— Start Extracted material —

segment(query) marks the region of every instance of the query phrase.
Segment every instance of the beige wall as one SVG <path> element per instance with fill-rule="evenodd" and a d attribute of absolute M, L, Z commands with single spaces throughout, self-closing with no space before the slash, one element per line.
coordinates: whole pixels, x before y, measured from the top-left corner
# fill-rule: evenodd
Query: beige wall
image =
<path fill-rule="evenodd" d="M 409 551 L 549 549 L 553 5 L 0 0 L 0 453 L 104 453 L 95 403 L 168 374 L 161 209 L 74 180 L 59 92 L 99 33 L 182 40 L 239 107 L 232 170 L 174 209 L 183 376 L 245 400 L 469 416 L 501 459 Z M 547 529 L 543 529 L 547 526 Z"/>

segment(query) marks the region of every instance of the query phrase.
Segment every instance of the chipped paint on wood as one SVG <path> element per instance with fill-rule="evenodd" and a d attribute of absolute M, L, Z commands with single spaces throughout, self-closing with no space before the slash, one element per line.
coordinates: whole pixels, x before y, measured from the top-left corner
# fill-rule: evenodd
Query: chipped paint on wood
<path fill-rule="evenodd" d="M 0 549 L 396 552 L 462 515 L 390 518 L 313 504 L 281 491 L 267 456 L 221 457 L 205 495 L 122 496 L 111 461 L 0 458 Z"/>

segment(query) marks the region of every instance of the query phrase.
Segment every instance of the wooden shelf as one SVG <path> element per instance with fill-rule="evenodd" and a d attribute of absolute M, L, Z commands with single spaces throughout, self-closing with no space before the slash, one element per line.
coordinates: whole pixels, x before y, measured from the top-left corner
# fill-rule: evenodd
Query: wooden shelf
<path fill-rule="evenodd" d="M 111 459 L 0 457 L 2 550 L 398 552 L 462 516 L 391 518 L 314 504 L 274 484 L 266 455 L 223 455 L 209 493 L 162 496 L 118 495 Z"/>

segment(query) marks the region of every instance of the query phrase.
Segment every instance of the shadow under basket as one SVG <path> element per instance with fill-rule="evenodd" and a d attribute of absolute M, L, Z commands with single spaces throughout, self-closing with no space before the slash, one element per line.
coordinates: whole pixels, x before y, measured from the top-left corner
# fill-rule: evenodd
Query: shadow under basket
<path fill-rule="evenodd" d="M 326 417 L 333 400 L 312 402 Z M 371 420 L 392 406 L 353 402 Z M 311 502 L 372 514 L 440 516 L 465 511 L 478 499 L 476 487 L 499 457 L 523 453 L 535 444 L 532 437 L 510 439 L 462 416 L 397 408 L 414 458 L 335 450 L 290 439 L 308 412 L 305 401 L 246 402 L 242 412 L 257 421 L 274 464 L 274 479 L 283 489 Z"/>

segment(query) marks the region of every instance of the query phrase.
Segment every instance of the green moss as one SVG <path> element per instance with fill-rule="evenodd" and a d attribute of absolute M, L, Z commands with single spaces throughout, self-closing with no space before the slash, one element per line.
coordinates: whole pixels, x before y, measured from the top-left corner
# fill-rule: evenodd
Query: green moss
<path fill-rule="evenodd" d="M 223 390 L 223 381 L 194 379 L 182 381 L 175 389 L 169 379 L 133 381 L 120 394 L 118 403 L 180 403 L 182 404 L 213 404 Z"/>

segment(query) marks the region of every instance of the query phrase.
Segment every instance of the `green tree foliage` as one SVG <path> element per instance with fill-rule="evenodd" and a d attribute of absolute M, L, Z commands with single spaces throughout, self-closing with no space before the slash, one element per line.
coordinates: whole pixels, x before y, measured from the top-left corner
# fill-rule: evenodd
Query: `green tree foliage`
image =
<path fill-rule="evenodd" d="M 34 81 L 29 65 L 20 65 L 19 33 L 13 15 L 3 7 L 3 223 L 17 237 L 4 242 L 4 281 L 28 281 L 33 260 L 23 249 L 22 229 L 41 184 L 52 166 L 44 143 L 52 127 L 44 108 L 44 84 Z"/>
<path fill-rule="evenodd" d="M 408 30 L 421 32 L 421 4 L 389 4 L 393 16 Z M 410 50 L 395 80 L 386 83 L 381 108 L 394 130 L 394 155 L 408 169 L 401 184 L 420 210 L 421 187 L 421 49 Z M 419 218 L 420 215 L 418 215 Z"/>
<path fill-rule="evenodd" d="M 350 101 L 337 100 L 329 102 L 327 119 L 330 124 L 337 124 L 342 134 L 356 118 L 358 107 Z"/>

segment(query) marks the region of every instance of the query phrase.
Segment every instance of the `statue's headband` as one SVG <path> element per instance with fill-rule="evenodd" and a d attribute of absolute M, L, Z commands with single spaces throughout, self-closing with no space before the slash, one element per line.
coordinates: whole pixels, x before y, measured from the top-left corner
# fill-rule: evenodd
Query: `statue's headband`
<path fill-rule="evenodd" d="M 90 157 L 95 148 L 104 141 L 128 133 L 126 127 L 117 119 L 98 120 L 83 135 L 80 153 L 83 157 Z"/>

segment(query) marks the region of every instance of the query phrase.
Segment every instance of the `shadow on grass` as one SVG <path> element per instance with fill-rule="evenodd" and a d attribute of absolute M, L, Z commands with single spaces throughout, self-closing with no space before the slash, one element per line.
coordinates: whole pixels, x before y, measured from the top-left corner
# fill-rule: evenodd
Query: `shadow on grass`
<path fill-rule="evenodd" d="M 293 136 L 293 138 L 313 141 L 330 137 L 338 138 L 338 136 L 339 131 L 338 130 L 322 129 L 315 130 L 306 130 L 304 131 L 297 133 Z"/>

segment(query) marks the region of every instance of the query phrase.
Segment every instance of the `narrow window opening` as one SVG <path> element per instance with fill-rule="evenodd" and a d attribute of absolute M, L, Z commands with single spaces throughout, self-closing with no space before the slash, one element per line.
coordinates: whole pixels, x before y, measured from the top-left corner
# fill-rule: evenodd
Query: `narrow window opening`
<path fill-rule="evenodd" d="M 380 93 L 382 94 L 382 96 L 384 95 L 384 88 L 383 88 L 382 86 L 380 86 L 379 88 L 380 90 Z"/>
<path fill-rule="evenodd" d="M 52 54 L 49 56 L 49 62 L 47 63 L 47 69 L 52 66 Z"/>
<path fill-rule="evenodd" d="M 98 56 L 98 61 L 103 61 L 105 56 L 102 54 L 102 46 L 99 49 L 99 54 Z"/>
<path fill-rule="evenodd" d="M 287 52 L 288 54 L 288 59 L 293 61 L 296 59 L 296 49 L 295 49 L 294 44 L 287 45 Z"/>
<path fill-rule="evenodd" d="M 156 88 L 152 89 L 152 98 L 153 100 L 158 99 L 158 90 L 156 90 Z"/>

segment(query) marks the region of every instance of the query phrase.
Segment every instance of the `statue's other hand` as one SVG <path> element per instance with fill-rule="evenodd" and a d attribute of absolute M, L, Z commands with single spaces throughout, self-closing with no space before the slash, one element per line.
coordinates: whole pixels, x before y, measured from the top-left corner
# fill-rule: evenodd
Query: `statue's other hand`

— End Extracted material —

- [Description of the task]:
Rewrite all of the records above, putting "integer pixels" wherever "whole pixels" appears and leaving every other character as it is.

- [Expected answer]:
segment(query) marks the region of every instance of the query phrase.
Segment every instance of the beige wall as one SVG <path> element per instance with fill-rule="evenodd" and a d attribute of absolute M, L, Z commands with single spaces throughout, self-closing with no space before the slash, one element per line.
coordinates: integer pixels, x before y, measured from the top-left corner
# fill-rule: evenodd
Query: beige wall
image =
<path fill-rule="evenodd" d="M 409 551 L 549 549 L 553 5 L 0 0 L 0 453 L 104 453 L 95 403 L 168 374 L 161 209 L 74 180 L 59 92 L 99 33 L 182 40 L 239 107 L 232 170 L 174 209 L 183 376 L 245 400 L 469 416 L 501 459 Z M 547 529 L 543 529 L 547 526 Z"/>

segment(query) marks the region of every instance of the query phrase.
Segment every instance of the chipped paint on wood as one SVG <path> element per instance with fill-rule="evenodd" and a d attribute of absolute M, L, Z commands with single spaces throughout, self-closing with no space before the slash, one element per line.
coordinates: integer pixels, x before y, measured from the top-left corner
# fill-rule: evenodd
Query: chipped paint on wood
<path fill-rule="evenodd" d="M 0 549 L 396 552 L 462 515 L 390 518 L 313 504 L 281 491 L 267 456 L 221 457 L 205 495 L 122 496 L 111 461 L 0 458 Z"/>

segment(query) marks the region of every instance of the query phrase.
Segment every instance of the wooden shelf as one SVG <path> element per instance with fill-rule="evenodd" and a d attribute of absolute M, L, Z commands with single spaces throughout, self-closing with no space before the slash, one element per line.
coordinates: integer pixels, x before y, measured from the top-left corner
# fill-rule: evenodd
Query: wooden shelf
<path fill-rule="evenodd" d="M 111 459 L 0 457 L 2 550 L 398 552 L 462 516 L 391 518 L 314 504 L 274 484 L 266 455 L 223 455 L 209 493 L 162 496 L 118 495 Z"/>

segment(query) marks the region of every instance of the query phrase.
Segment every instance of the shadow under basket as one SVG <path> element per instance with fill-rule="evenodd" and a d attribute of absolute M, L, Z commands with single spaces throughout, self-closing with no space before the slash, one element per line.
coordinates: integer pixels, x before y, measured from the top-left corner
# fill-rule: evenodd
Query: shadow under basket
<path fill-rule="evenodd" d="M 326 417 L 333 400 L 312 402 Z M 371 420 L 392 406 L 353 402 Z M 311 502 L 372 514 L 440 516 L 465 511 L 478 499 L 476 487 L 499 457 L 523 453 L 535 444 L 532 437 L 510 439 L 462 416 L 397 408 L 414 458 L 335 450 L 290 439 L 308 412 L 305 401 L 246 402 L 242 412 L 257 421 L 274 464 L 274 479 L 283 489 Z"/>

segment(query) marks the region of every instance of the query phrase.
Segment every instance of the green moss as one SVG <path> element per instance with fill-rule="evenodd" and a d attribute of absolute M, L, Z commands with single spaces throughout, self-closing with no space before the slash, one element per line.
coordinates: integer pixels, x before y, measured from the top-left corner
# fill-rule: evenodd
Query: green moss
<path fill-rule="evenodd" d="M 223 390 L 223 381 L 194 379 L 182 381 L 175 389 L 169 379 L 133 381 L 120 394 L 118 403 L 180 403 L 182 404 L 213 404 Z"/>

segment(query) marks the region of every instance of the query phrase.
Segment every instance of the `green tree foliage` as one SVG <path> element per instance with fill-rule="evenodd" and a d attribute of absolute M, L, Z commands with single spaces throughout, self-closing with no space before the slash, one element per line.
coordinates: integer pixels, x before y, measured from the top-left corner
# fill-rule: evenodd
Query: `green tree foliage`
image =
<path fill-rule="evenodd" d="M 34 81 L 29 65 L 20 65 L 19 33 L 13 15 L 3 7 L 3 223 L 17 237 L 4 242 L 4 281 L 28 281 L 33 260 L 23 249 L 22 229 L 41 184 L 52 166 L 44 143 L 52 127 L 44 108 L 44 84 Z"/>
<path fill-rule="evenodd" d="M 408 30 L 421 32 L 421 4 L 389 4 L 393 16 Z M 410 50 L 395 80 L 386 83 L 381 108 L 394 130 L 394 155 L 408 169 L 401 184 L 420 210 L 421 187 L 421 49 Z M 419 218 L 420 215 L 418 215 Z"/>
<path fill-rule="evenodd" d="M 350 101 L 337 100 L 329 102 L 327 119 L 330 124 L 337 124 L 342 134 L 356 118 L 358 107 Z"/>

segment(query) marks the region of every instance of the query phrase.
Segment every instance of the `statue's headband` as one SVG <path> element per instance with fill-rule="evenodd" and a d attribute of absolute M, L, Z commands with single spaces throughout, self-closing with no space before the slash, one element per line.
coordinates: integer pixels, x before y, measured from the top-left corner
# fill-rule: evenodd
Query: `statue's headband`
<path fill-rule="evenodd" d="M 90 157 L 95 148 L 104 141 L 128 133 L 126 127 L 117 119 L 98 120 L 83 135 L 80 153 L 83 157 Z"/>

segment(query) marks the region of every instance of the query phrase.
Segment every instance of the `shadow on grass` as one SVG <path> element per instance with fill-rule="evenodd" and a d attribute of absolute M, L, Z commands with single spaces throughout, self-closing with no space before the slash, one element per line.
coordinates: integer pixels, x before y, measured from the top-left corner
# fill-rule: evenodd
Query: `shadow on grass`
<path fill-rule="evenodd" d="M 293 136 L 293 138 L 313 141 L 330 137 L 338 138 L 338 136 L 339 131 L 338 130 L 322 129 L 315 130 L 306 130 L 304 131 L 297 133 Z"/>

segment(query) marks the region of every instance of the query phrase.
Segment every instance of the `narrow window opening` as one SVG <path> element per instance with fill-rule="evenodd" and a d attribute of absolute M, L, Z commands with single spaces throughout, self-closing with no space before the slash, one element per line.
coordinates: integer pixels, x before y, measured from the top-left corner
# fill-rule: evenodd
Query: `narrow window opening`
<path fill-rule="evenodd" d="M 380 93 L 382 94 L 382 96 L 384 95 L 384 88 L 383 88 L 382 86 L 380 86 L 379 88 L 380 90 Z"/>
<path fill-rule="evenodd" d="M 52 54 L 49 56 L 49 62 L 47 63 L 47 69 L 52 66 Z"/>
<path fill-rule="evenodd" d="M 98 56 L 98 61 L 103 61 L 105 56 L 102 54 L 102 46 L 99 49 L 99 54 Z"/>
<path fill-rule="evenodd" d="M 287 52 L 288 54 L 288 59 L 293 61 L 296 59 L 296 49 L 295 49 L 294 44 L 287 45 Z"/>
<path fill-rule="evenodd" d="M 156 88 L 152 89 L 152 98 L 153 100 L 158 99 L 158 90 L 156 90 Z"/>

segment(query) marks the region of every instance of the query phrase.
Segment every instance of the `statue's other hand` as one SVG <path> element per instance with fill-rule="evenodd" and a d attribute of absolute M, L, Z commands with single spaces throughout, self-closing with no space before the slash, one element per line.
coordinates: integer pixels, x before y, measured from the top-left corner
# fill-rule: evenodd
Query: `statue's other hand`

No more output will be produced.